_Job item_: Please repeat the stretch of data from its start through the line containing "negative clicks: (594, 201)", including that line. Leave the picture out of your answer.

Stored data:
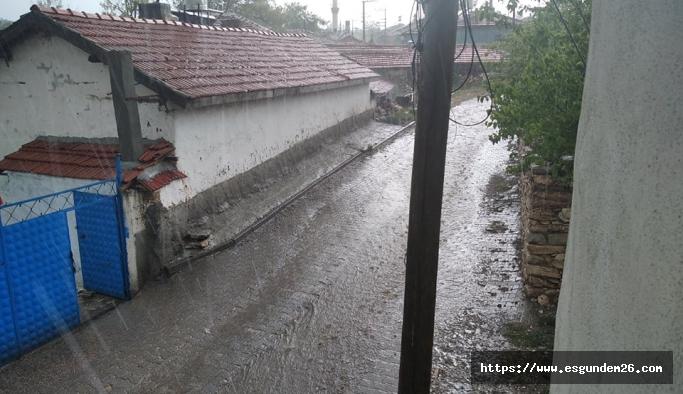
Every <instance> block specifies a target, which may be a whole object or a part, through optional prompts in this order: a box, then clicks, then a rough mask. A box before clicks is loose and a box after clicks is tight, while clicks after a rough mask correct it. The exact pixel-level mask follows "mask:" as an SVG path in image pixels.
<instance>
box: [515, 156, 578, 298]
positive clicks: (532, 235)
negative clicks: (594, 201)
mask: <svg viewBox="0 0 683 394" xmlns="http://www.w3.org/2000/svg"><path fill="white" fill-rule="evenodd" d="M520 191H521V197H522V273H523V275H524V291H525V293H526V294H527V296H529V297H530V298H535V299H537V300H538V302H539V303H540V304H548V303H555V302H557V297H558V294H559V292H560V283H561V282H562V270H563V268H564V254H565V248H566V245H567V237H568V233H569V216H570V213H571V202H572V191H571V187H569V186H564V185H561V184H559V183H558V182H556V181H554V180H553V179H552V178H551V177H550V175H548V173H547V170H546V169H545V168H543V167H535V168H532V169H531V170H530V171H528V172H526V173H524V174H522V176H521V179H520Z"/></svg>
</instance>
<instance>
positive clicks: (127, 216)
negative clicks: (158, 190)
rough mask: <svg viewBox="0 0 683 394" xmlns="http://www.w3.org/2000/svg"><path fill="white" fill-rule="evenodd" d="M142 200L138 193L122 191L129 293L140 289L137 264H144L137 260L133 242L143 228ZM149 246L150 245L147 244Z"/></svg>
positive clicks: (142, 209) (139, 283)
mask: <svg viewBox="0 0 683 394" xmlns="http://www.w3.org/2000/svg"><path fill="white" fill-rule="evenodd" d="M144 206H145V204H144V201H143V198H142V196H141V195H140V193H138V192H136V191H134V190H131V191H127V192H124V193H123V212H124V216H125V220H126V228H127V229H128V238H126V251H127V253H128V281H129V285H130V292H131V294H135V293H137V292H138V291H140V284H141V283H140V278H139V275H138V274H139V272H138V271H139V270H138V266H140V267H141V266H142V265H144V264H145V262H144V261H138V253H137V252H138V251H137V246H136V244H135V236H136V235H137V234H139V233H142V232H143V231H144V230H145V219H144ZM149 247H150V248H151V247H152V245H149Z"/></svg>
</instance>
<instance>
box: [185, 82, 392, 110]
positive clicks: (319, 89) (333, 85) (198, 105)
mask: <svg viewBox="0 0 683 394" xmlns="http://www.w3.org/2000/svg"><path fill="white" fill-rule="evenodd" d="M378 79H380V76H379V75H377V76H373V77H366V78H358V79H351V80H346V81H340V82H331V83H324V84H317V85H308V86H299V87H291V88H280V89H269V90H258V91H253V92H241V93H230V94H225V95H221V96H207V97H199V98H195V99H192V100H190V101H189V102H188V107H190V108H203V107H210V106H216V105H228V104H234V103H241V102H247V101H256V100H266V99H272V98H277V97H284V96H295V95H301V94H307V93H317V92H323V91H326V90H333V89H339V88H344V87H351V86H358V85H363V84H369V83H370V82H372V81H375V80H378Z"/></svg>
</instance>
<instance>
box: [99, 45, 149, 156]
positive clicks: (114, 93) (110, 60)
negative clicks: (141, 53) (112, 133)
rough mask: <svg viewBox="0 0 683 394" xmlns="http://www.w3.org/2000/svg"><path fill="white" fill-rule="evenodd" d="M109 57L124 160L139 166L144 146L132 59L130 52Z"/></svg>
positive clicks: (130, 53)
mask: <svg viewBox="0 0 683 394" xmlns="http://www.w3.org/2000/svg"><path fill="white" fill-rule="evenodd" d="M106 56H107V63H108V65H109V77H110V78H109V79H110V82H111V92H112V101H113V102H114V115H115V117H116V129H117V131H118V135H119V145H120V148H119V149H120V152H121V159H122V160H123V161H125V162H137V161H138V157H140V155H142V151H143V146H142V129H141V127H140V114H139V112H138V102H137V100H136V96H137V94H136V93H135V70H134V68H133V59H132V55H131V53H130V52H129V51H109V52H107V55H106Z"/></svg>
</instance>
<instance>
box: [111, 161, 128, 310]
mask: <svg viewBox="0 0 683 394" xmlns="http://www.w3.org/2000/svg"><path fill="white" fill-rule="evenodd" d="M115 183H116V186H115V187H116V197H115V201H116V219H117V220H116V221H117V223H118V230H119V248H120V250H121V270H122V271H123V282H124V284H125V293H126V298H130V273H129V272H128V250H127V249H128V248H127V247H126V243H127V242H128V228H127V227H126V216H125V214H124V209H123V194H122V193H121V185H122V184H123V166H122V164H121V154H120V153H119V154H117V155H116V181H115Z"/></svg>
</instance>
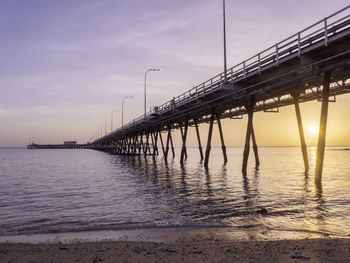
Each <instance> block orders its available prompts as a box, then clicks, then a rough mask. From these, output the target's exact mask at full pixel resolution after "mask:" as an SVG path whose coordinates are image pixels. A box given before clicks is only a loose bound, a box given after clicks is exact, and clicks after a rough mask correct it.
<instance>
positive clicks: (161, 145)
mask: <svg viewBox="0 0 350 263" xmlns="http://www.w3.org/2000/svg"><path fill="white" fill-rule="evenodd" d="M158 136H159V140H160V144H161V146H162V152H163V157H164V156H165V150H164V143H163V138H162V133H161V131H160V129H159V128H158Z"/></svg>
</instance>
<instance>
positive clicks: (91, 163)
mask: <svg viewBox="0 0 350 263" xmlns="http://www.w3.org/2000/svg"><path fill="white" fill-rule="evenodd" d="M175 150H176V151H175V158H172V156H171V154H170V157H169V160H168V162H167V163H165V162H164V159H163V156H162V155H159V156H156V157H155V158H153V157H152V156H146V157H144V156H121V155H111V154H109V153H105V152H101V151H95V150H90V149H79V150H64V149H55V150H50V149H48V150H27V149H20V148H17V149H16V148H13V149H9V148H8V149H4V148H3V149H0V240H1V237H11V236H12V237H13V236H31V235H34V236H35V235H40V234H41V235H42V234H60V233H84V232H91V231H94V232H95V233H98V232H99V231H116V232H118V231H128V230H140V229H141V230H151V229H156V230H158V231H159V230H166V229H184V228H191V229H201V228H205V229H208V228H214V229H215V228H225V229H229V230H230V231H232V233H234V232H235V231H236V230H237V231H241V232H242V231H243V232H244V231H248V232H250V233H251V232H252V230H254V231H253V232H255V233H260V235H261V233H262V234H264V233H270V232H274V233H298V234H299V237H301V238H303V237H308V236H312V235H313V234H316V235H321V236H331V237H349V236H350V149H349V148H348V147H327V148H326V153H325V161H324V169H323V178H322V185H321V186H315V184H314V170H315V162H316V148H315V147H309V148H308V152H309V160H310V166H311V168H310V171H309V172H308V173H305V172H304V164H303V159H302V154H301V150H300V148H299V147H260V148H259V156H260V163H261V164H260V167H258V168H256V167H255V161H254V154H253V153H252V152H251V154H250V158H249V162H248V172H247V174H246V175H244V174H242V172H241V166H242V157H243V148H242V147H228V148H227V155H228V162H227V163H226V164H224V160H223V156H222V152H221V148H215V147H214V148H212V151H211V156H210V160H209V167H208V169H205V168H204V166H203V162H202V161H201V160H200V155H199V152H198V149H197V148H187V155H188V158H187V159H186V161H185V162H184V164H183V165H180V162H179V155H180V154H179V153H180V149H179V148H176V149H175Z"/></svg>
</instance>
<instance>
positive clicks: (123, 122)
mask: <svg viewBox="0 0 350 263" xmlns="http://www.w3.org/2000/svg"><path fill="white" fill-rule="evenodd" d="M125 99H132V96H125V97H123V99H122V128H123V126H124V100H125Z"/></svg>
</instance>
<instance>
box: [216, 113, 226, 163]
mask: <svg viewBox="0 0 350 263" xmlns="http://www.w3.org/2000/svg"><path fill="white" fill-rule="evenodd" d="M216 118H217V120H218V127H219V133H220V140H221V149H222V154H223V155H224V163H227V154H226V146H225V142H224V134H223V133H222V127H221V121H220V115H219V114H217V115H216Z"/></svg>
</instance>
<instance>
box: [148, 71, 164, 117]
mask: <svg viewBox="0 0 350 263" xmlns="http://www.w3.org/2000/svg"><path fill="white" fill-rule="evenodd" d="M150 71H161V69H159V68H150V69H148V70H147V71H146V73H145V96H144V97H145V117H146V108H147V105H146V104H147V102H146V80H147V73H148V72H150Z"/></svg>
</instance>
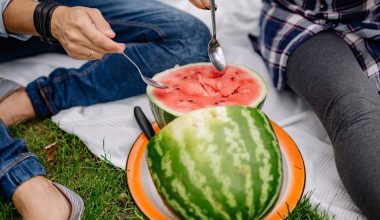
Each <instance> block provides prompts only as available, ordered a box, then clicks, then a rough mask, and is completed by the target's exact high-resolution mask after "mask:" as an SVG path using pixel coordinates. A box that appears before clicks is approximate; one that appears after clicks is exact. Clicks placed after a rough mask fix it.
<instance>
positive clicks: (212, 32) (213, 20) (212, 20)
mask: <svg viewBox="0 0 380 220" xmlns="http://www.w3.org/2000/svg"><path fill="white" fill-rule="evenodd" d="M210 2H211V20H212V35H213V37H216V22H215V0H210Z"/></svg>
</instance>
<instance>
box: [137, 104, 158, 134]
mask: <svg viewBox="0 0 380 220" xmlns="http://www.w3.org/2000/svg"><path fill="white" fill-rule="evenodd" d="M134 115H135V118H136V121H137V124H138V125H139V126H140V129H141V130H142V131H143V133H144V134H145V136H146V137H147V138H148V140H150V139H151V138H152V137H153V136H154V134H155V132H154V130H153V127H152V124H151V123H150V122H149V120H148V119H147V118H146V116H145V114H144V112H143V111H142V109H141V108H140V107H139V106H136V107H135V109H134Z"/></svg>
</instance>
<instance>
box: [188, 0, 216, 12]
mask: <svg viewBox="0 0 380 220" xmlns="http://www.w3.org/2000/svg"><path fill="white" fill-rule="evenodd" d="M189 1H190V2H191V3H192V4H193V5H195V6H196V7H197V8H200V9H208V10H210V8H211V4H210V0H189ZM215 7H216V5H215Z"/></svg>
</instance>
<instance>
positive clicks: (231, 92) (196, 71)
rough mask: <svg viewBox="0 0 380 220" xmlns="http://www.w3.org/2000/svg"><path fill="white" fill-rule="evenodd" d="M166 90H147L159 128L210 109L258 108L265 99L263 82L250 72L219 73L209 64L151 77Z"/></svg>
mask: <svg viewBox="0 0 380 220" xmlns="http://www.w3.org/2000/svg"><path fill="white" fill-rule="evenodd" d="M153 79H155V80H157V81H160V82H162V83H165V84H166V85H168V86H169V87H170V88H169V89H157V88H153V87H151V86H148V87H147V95H148V97H149V100H150V105H151V108H152V111H153V114H154V117H155V118H156V121H157V123H158V124H159V126H160V127H161V128H162V127H164V126H165V125H166V124H168V123H169V122H170V121H172V120H173V119H175V118H176V117H179V116H181V115H183V114H185V113H187V112H190V111H193V110H197V109H201V108H206V107H212V106H251V107H257V108H260V107H261V106H262V104H263V103H264V100H265V98H266V95H267V87H266V84H265V82H264V80H263V79H262V78H261V77H260V76H259V75H258V74H257V73H256V72H254V71H253V70H251V69H248V68H246V67H242V66H238V65H228V66H227V67H226V68H225V70H224V71H223V72H220V71H218V70H216V69H215V68H214V67H213V66H212V65H211V64H210V63H197V64H190V65H186V66H182V67H177V68H173V69H169V70H166V71H164V72H162V73H159V74H157V75H155V76H154V77H153Z"/></svg>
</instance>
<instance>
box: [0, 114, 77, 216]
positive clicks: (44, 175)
mask: <svg viewBox="0 0 380 220" xmlns="http://www.w3.org/2000/svg"><path fill="white" fill-rule="evenodd" d="M44 176H45V169H44V168H43V166H42V165H41V164H40V163H39V162H38V160H37V158H36V157H35V156H34V155H32V154H30V153H29V152H28V149H27V147H26V146H25V143H24V142H23V141H21V140H13V139H12V138H11V137H10V134H9V132H8V130H7V128H6V126H5V125H4V124H3V123H2V121H1V120H0V189H1V194H2V195H4V196H5V198H6V199H7V200H8V201H10V200H12V201H13V203H14V205H15V206H16V208H17V209H18V211H19V212H20V214H21V215H22V216H23V218H25V219H68V217H69V214H70V205H69V202H68V201H67V200H66V198H65V197H64V196H63V195H62V194H61V193H60V191H58V189H56V188H55V187H54V186H53V185H52V184H51V183H50V182H49V181H48V180H47V179H46V178H45V177H44Z"/></svg>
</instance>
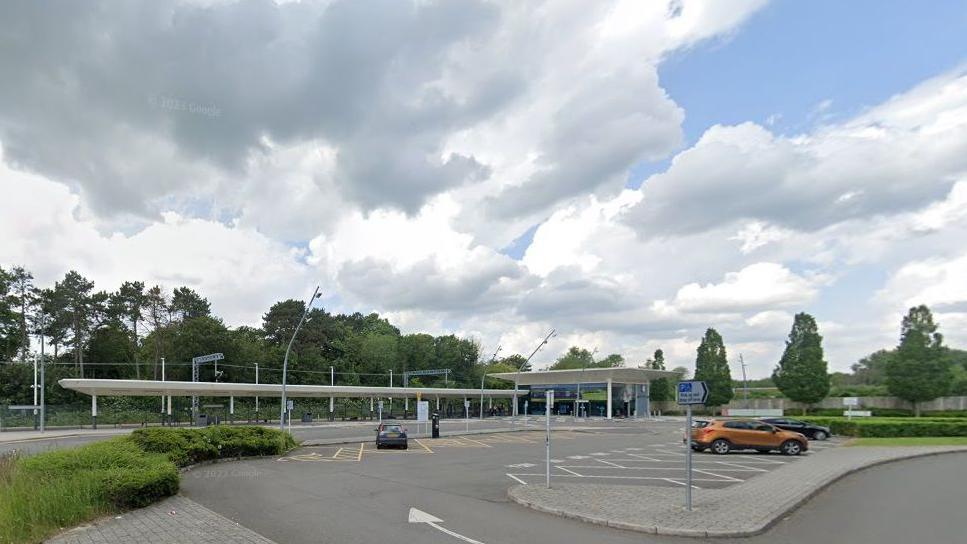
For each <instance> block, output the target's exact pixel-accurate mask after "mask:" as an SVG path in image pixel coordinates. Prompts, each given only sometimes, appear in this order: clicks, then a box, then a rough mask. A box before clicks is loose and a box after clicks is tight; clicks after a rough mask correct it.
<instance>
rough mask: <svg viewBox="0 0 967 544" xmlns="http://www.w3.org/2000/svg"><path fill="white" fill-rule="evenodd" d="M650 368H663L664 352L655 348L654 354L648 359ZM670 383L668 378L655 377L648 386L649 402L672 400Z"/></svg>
mask: <svg viewBox="0 0 967 544" xmlns="http://www.w3.org/2000/svg"><path fill="white" fill-rule="evenodd" d="M649 366H651V368H653V369H655V370H665V352H664V351H662V350H660V349H656V350H655V356H654V358H653V359H652V360H651V361H650V365H649ZM671 387H672V386H671V383H669V381H668V378H657V379H656V380H654V381H652V382H651V384H650V385H649V386H648V400H650V401H651V402H661V401H665V400H672V389H671Z"/></svg>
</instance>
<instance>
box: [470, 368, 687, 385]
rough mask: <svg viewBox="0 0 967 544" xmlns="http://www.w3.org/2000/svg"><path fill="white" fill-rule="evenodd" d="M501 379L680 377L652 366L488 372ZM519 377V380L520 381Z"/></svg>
mask: <svg viewBox="0 0 967 544" xmlns="http://www.w3.org/2000/svg"><path fill="white" fill-rule="evenodd" d="M487 375H488V376H492V377H494V378H500V379H501V380H507V381H511V382H514V381H517V383H518V385H565V384H572V383H605V382H607V381H608V378H611V381H612V382H614V383H649V382H651V381H652V380H657V379H658V378H671V379H678V374H676V373H674V372H672V371H670V370H652V369H650V368H624V367H618V368H586V369H580V368H578V369H575V370H535V371H531V372H521V373H519V374H518V373H517V372H501V373H499V374H487ZM518 378H519V381H518Z"/></svg>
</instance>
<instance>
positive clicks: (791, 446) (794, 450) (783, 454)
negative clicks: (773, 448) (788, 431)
mask: <svg viewBox="0 0 967 544" xmlns="http://www.w3.org/2000/svg"><path fill="white" fill-rule="evenodd" d="M779 451H781V452H782V454H783V455H799V454H800V453H802V444H800V443H799V441H798V440H786V441H785V442H783V443H782V446H779Z"/></svg>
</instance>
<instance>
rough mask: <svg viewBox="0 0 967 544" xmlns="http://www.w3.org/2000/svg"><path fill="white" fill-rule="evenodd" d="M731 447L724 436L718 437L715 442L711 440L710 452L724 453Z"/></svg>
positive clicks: (727, 440)
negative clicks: (712, 441) (711, 445)
mask: <svg viewBox="0 0 967 544" xmlns="http://www.w3.org/2000/svg"><path fill="white" fill-rule="evenodd" d="M731 449H732V444H730V443H729V441H728V440H725V439H724V438H719V439H718V440H716V441H715V442H712V452H713V453H717V454H718V455H725V454H726V453H728V452H729V450H731Z"/></svg>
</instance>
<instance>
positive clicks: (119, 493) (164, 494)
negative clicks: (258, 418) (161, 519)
mask: <svg viewBox="0 0 967 544" xmlns="http://www.w3.org/2000/svg"><path fill="white" fill-rule="evenodd" d="M295 445H296V444H295V442H294V441H293V440H292V437H291V436H290V435H289V434H288V433H285V434H283V433H281V432H279V431H277V430H275V429H266V428H262V427H241V426H240V427H209V428H206V429H171V428H152V429H140V430H137V431H135V432H133V433H132V434H131V435H129V436H121V437H116V438H112V439H109V440H104V441H100V442H95V443H92V444H87V445H84V446H80V447H76V448H66V449H61V450H55V451H50V452H45V453H40V454H37V455H34V456H30V457H19V456H10V455H7V456H0V544H19V543H32V542H41V541H43V540H44V539H45V538H47V537H48V536H50V535H52V534H54V533H57V532H58V531H59V530H61V529H62V528H67V527H72V526H75V525H78V524H81V523H84V522H86V521H89V520H92V519H95V518H98V517H100V516H104V515H107V514H112V513H116V512H121V511H124V510H128V509H131V508H139V507H142V506H147V505H149V504H151V503H152V502H155V501H157V500H160V499H162V498H164V497H167V496H170V495H173V494H175V493H177V492H178V484H179V477H178V476H179V475H178V467H182V466H187V465H190V464H194V463H197V462H200V461H205V460H210V459H218V458H232V457H240V456H254V455H278V454H280V453H283V452H285V451H287V450H288V449H291V448H292V447H294V446H295Z"/></svg>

_Result of this exercise_:
Every <instance> block specifies a target, which may be a whole object or a part, through optional prompts in this order: a box, then clicks, then a rough mask. A box before clicks is loose and a box after clicks is tight, while clicks after a rough mask correct it. The exact pixel-level mask follows "mask:" as an SVG path in image pixels.
<instance>
box: [515, 156, 578, 298]
positive clicks: (532, 235)
negative clicks: (594, 201)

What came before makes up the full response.